_Estratto della pagina:_
-=-=-

Caro Avvenire, auguri di cuore a papa Francesco, che ha appena compiuto 88 anni. Quasi 12 al timone della nave della Chiesa col magistero della misericordia. Nel buio firmamento del nostro tempo, è stella di pace e di speranza. Oggi l’umanità è afflitta da conflitti e indifferenza. Eppure, perché i suoi accorati e reiterati appelli alla pace, a disarmare mani e cuori, a custodire la vita e il Creato, a condonare i debiti dei Paesi poveri, a riaccendere la fraternità e la speranza rimangono inascoltati?
Vito Melia
Caro Melia, ho conservato la sua lettera per unire gli auguri di buon compleanno a quelli di buon Natale. Papa Francesco ha 88 anni, ma non li dimostra nella fede e nell’energia positiva che continua a regalare al mondo, ispirato dallo Spirito Santo. In realtà, ho esitato sul suo messaggio per via della sconfortata domanda finale che contiene. Mi sono interrogato a lungo sul modo in cui interpretarla.
A un primo sguardo, è vero che le invocazioni del Pontefice a un cessate il fuoco immediato nei conflitti che insanguinano il mondo non sono state ancora ascoltate. Potrebbero, però, esserlo in futuro (il presidente Usa Joe Biden ha commutato proprio ieri la pena di morte a 37 condannati, come chiesto da Francesco). Non è questa, tuttavia, la considerazione giusta, a mio parere. Il magistero del Papa è ampio e si dispiega in moltissimi ambiti, non solo in senso geografico. Quanti esempi e quante esortazioni raggiungono ogni giorno milioni di persone. E quanto bene compiuto possiamo osservare, se appena spostiamo l’attenzione dalle cattive notizie che, inevitabilmente, si impongono nella cronaca quotidiana.

-=-=-

_Dati elencati:_

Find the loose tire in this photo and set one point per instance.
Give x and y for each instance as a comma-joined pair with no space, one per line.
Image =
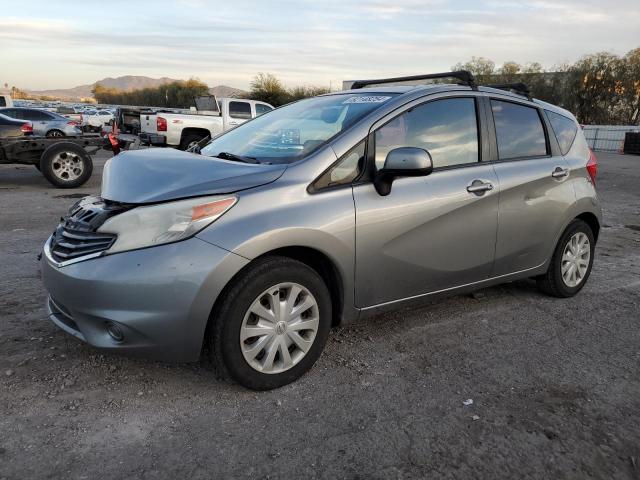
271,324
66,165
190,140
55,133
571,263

-=-=-

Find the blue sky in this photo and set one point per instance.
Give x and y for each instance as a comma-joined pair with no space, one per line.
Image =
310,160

-=-=-

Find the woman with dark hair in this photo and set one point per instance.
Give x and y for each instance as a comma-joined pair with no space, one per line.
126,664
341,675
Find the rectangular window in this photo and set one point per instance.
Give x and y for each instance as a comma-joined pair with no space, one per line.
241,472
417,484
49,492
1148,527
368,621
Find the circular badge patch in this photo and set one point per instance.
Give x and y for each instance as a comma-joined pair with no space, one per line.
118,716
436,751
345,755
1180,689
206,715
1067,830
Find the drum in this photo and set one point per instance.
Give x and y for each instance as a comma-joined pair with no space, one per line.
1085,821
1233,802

-=-=-

_Compiti da svolgere:_
1 > Nel testo su papa Francesco, a quanti condannati a morte Joe Biden ha commutato la pena?
2 > Scrivi il seguito del testo su papa Francesco, a partire dalla sua ultima frase.

_Risposte in ordine:_
1 > A 37 condannati.

2 >
Ecco che allora si può intravedere quanto invece le parole e i gesti di Francesco incidono nei cuori e rendono tanti maggiormente disposti a operare per gli altri. È un po’ come un medico – d’altronde appartiene a lui l’analogia della Chiesa come ospedale da campo – che curi indefesso tanti pazienti e ne salvi la maggior parte, eppure non riesca a dare sollievo a coloro, magari qualche personaggio famoso, che rifiutano le sue precise prescrizioni. Diremmo forse che quel medico non è premuroso ed efficace? Certo che no.
Può essere un messaggio pure per il nostro Natale: considerare che tanti nostri sforzi hanno risultati che non ci impegniamo abbastanza a vedere, mentre lasciamo che i fallimenti offuschino la speranza. Tutto quello che funziona, tutta la benevolenza che accompagna e rende possibile la nostra esistenza in quanto società, è frutto del lavoro e della dedizione di moltissime persone, non qualcosa di dato magicamente.
Come milanese, mi hanno toccato in questo Avvento gli appelli dell’arcivescovo Mario Delpini a favore di una politica abitativa per i meno abbienti e di un’accresciuta generosità da parte dei ricchi. Di colpo le cose cambieranno? Non lo immagino, eppure sono interventi necessari, che lavorano nelle coscienze e daranno poi frutto. Se facciamo una buona azione o proponiamo un pensiero positivo, gettiamo un seme che non andrà perduto, anche quando ci sembra che il male non arretri o che, addirittura, avanzi. Facciamoci guidare da questa consapevolezza. Buon Natale a tutti.